### Text block
BEGIN

Similarly, the night staff of a large building may need to
extinguish ambient lights from a location that is some distance
away from an exit, and may wish to delay the fade to off for a
period of time sufficient for them to walk safely to the exit.
Typical delay-to-off times range from about 10 seconds to about 60
seconds.
[0059] According to an aspect of the invention, the delay-to-off
time may be user-programmed. That is, the user may select a value
from among a plurality of allowable values for the delay-to-off
time. When the lighting load is turned off with the delay-to-off
feature enabled, the microcontroller 132 will access the memory 137
to retrieve the user-selected value of delay-to-off feature. The
microcontroller 132 will cause the lighting load 116 to remain at
the current intensity level for a time represented by the
user-selected value of delay-to-off feature.
[0060] "Fading" is a feature, described generally above, whereby
the dimmer causes the lighting load to change from one intensity
level to another at a certain rate or plurality of successive rates
based on different closures of the toggle switch T and depending on
the state of lighting load 116 when the actuator 16 is
actuated.

END

### Goal of the exercise
Answer these questions using the lighting-control text.
(a) What range of typical delay-to-off times does it give?
(b) From which component does the microcontroller 132 retrieve the user-selected delay-to-off value?
(c) At what level does the lighting load 116 remain for the user-selected delay-to-off time?

### Data entries
BEGIN

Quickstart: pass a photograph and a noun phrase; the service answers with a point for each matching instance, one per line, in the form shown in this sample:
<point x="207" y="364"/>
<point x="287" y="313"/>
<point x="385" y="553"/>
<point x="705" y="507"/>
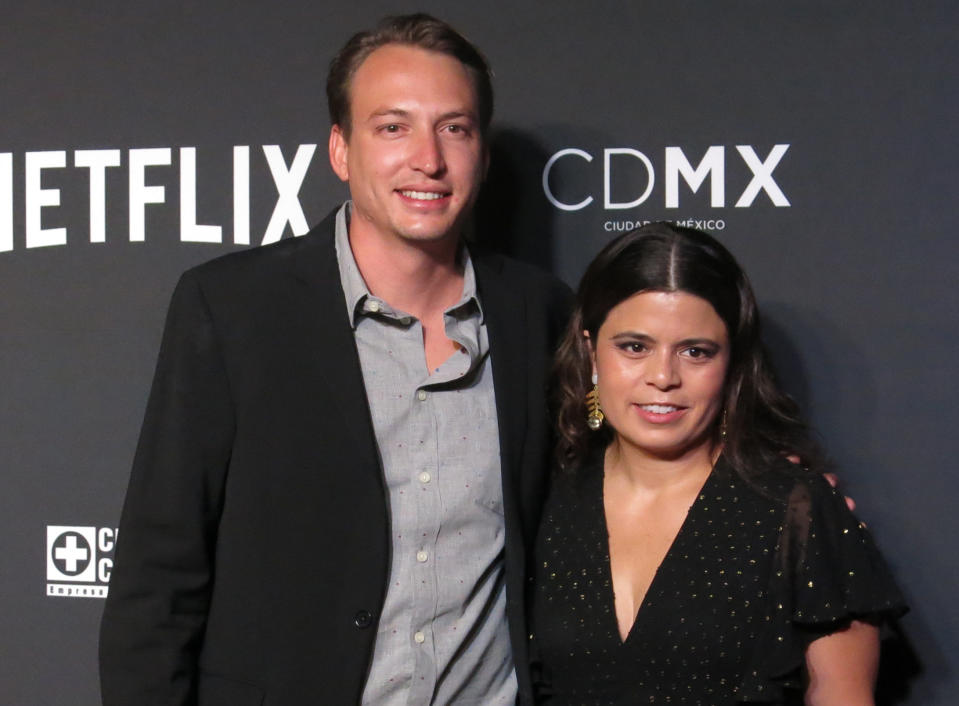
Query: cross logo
<point x="71" y="553"/>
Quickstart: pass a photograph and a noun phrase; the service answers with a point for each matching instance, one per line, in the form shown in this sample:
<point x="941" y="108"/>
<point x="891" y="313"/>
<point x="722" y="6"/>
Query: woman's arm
<point x="842" y="667"/>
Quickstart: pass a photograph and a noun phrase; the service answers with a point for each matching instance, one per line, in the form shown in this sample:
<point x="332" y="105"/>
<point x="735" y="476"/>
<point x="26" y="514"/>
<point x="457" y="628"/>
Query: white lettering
<point x="549" y="193"/>
<point x="6" y="201"/>
<point x="97" y="162"/>
<point x="288" y="182"/>
<point x="140" y="193"/>
<point x="650" y="176"/>
<point x="106" y="538"/>
<point x="190" y="231"/>
<point x="762" y="176"/>
<point x="241" y="195"/>
<point x="37" y="197"/>
<point x="713" y="164"/>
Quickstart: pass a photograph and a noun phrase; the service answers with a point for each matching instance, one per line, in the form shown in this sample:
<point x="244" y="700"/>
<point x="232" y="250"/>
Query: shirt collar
<point x="355" y="290"/>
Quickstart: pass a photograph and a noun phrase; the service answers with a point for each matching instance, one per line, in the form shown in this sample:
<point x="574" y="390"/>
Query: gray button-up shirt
<point x="442" y="636"/>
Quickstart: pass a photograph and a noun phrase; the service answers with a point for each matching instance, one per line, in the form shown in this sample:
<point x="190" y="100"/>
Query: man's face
<point x="415" y="157"/>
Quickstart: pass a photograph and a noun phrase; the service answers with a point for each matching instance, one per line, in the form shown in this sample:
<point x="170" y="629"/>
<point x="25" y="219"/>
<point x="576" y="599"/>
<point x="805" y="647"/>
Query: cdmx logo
<point x="79" y="560"/>
<point x="635" y="168"/>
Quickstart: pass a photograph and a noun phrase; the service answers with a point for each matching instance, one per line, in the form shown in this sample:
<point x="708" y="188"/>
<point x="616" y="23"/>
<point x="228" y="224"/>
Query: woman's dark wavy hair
<point x="762" y="422"/>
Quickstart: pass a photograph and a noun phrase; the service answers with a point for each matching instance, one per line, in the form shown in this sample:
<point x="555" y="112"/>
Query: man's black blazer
<point x="254" y="548"/>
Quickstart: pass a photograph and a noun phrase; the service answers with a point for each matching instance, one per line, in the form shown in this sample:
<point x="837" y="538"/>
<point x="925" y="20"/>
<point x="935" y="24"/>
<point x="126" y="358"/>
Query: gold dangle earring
<point x="595" y="417"/>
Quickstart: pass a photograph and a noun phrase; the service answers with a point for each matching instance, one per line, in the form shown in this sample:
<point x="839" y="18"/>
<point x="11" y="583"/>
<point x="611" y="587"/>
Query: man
<point x="345" y="448"/>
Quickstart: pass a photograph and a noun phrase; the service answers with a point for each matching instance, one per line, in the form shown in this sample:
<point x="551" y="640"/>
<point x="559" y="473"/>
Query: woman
<point x="681" y="558"/>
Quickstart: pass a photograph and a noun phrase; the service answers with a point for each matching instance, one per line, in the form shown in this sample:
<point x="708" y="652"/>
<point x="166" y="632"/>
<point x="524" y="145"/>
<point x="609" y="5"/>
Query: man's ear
<point x="339" y="150"/>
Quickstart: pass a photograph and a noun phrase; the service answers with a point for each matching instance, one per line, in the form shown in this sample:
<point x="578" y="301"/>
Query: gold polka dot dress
<point x="757" y="571"/>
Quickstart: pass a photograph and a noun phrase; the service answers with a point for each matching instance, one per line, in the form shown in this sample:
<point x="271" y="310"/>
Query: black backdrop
<point x="845" y="111"/>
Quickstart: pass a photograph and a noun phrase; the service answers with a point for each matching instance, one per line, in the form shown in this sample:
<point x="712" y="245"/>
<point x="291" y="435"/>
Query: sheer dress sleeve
<point x="827" y="572"/>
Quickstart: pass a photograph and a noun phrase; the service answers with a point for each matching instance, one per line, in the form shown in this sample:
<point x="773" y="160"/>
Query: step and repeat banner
<point x="816" y="139"/>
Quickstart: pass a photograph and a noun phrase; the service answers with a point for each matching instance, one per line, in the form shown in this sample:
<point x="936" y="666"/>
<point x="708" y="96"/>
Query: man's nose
<point x="427" y="154"/>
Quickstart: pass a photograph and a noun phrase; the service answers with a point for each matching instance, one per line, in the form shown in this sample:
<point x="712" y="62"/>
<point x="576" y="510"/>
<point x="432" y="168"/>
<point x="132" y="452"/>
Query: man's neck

END

### Answer in full
(a) From about 10 seconds to about 60 seconds.
(b) The memory 137.
(c) At its current intensity level.